Segment Start: Material for this exercise
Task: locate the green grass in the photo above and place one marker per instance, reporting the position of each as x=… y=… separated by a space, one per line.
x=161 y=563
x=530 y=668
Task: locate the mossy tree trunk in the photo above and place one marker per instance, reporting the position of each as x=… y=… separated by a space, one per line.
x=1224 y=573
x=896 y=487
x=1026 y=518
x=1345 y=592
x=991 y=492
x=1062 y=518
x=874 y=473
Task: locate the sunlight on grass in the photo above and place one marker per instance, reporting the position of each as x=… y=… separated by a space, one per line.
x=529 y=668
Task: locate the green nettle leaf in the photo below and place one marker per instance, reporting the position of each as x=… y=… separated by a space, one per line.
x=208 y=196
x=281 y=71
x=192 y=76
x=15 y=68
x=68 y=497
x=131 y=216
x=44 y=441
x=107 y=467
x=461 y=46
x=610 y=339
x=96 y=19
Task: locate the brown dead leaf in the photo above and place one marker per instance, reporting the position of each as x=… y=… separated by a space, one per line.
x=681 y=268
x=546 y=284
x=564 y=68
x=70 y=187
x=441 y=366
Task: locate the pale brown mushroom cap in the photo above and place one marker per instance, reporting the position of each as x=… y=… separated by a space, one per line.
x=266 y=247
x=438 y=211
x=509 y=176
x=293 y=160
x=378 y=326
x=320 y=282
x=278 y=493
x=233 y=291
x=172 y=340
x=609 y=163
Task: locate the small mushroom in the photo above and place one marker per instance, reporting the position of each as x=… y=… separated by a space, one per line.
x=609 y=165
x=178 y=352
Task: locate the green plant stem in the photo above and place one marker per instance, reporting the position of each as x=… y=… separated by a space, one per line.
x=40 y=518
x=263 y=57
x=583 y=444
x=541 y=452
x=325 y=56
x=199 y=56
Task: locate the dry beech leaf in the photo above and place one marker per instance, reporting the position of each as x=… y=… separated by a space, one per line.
Segment End: Material for this exercise
- Assignment: Write the whole listing out again exactly.

- Solution to the problem:
Task: locate the green grass in the photo above and place one marker per instance, reporting the position of each as x=… y=… separated by a space, one per line.
x=161 y=563
x=530 y=668
Task: locate the mossy tree trunk in the photo above and place one marker per instance, reporting the position of each as x=… y=… separated by a space, one per line.
x=1224 y=573
x=896 y=487
x=1026 y=518
x=1345 y=592
x=991 y=492
x=1062 y=518
x=874 y=473
Task: locate the sunlight on grass in the photo above and place one marker per instance, reporting the position of each as x=… y=… separated by a space, one per line.
x=529 y=668
Task: locate the green nettle leaf in the photo below and place one marker per instance, reporting the position of each as x=… y=… separated by a space, one per line.
x=208 y=196
x=281 y=71
x=192 y=76
x=15 y=68
x=68 y=497
x=131 y=216
x=44 y=441
x=107 y=467
x=461 y=46
x=610 y=339
x=96 y=19
Task: locate the brown dead leaf in the photo above and place one marker per instance, reporting the position of each as x=… y=… separated by a space, one per line.
x=681 y=268
x=546 y=284
x=564 y=68
x=70 y=187
x=441 y=366
Task: locate the pale brown mushroom cap in the photo above and place one marker per instance, reporting the position of each as x=… y=… separated by a space, one per line.
x=266 y=247
x=438 y=211
x=509 y=176
x=293 y=160
x=378 y=326
x=320 y=282
x=278 y=493
x=233 y=291
x=172 y=340
x=609 y=163
Task: locate the small mushroom in the photo above and place one marker per instance, reporting the position of each as x=… y=… separated by a space, one per line.
x=609 y=165
x=178 y=352
Task: locate the green plant stem in the photo above and place one marker per instance, reporting the position of each as x=… y=… separated by a space, one per line.
x=40 y=518
x=263 y=57
x=583 y=444
x=541 y=452
x=325 y=56
x=199 y=56
Task: locate the dry beech leaf in the photo above and place one marker per instance, reporting the position of each as x=… y=… separated by a space, one per line.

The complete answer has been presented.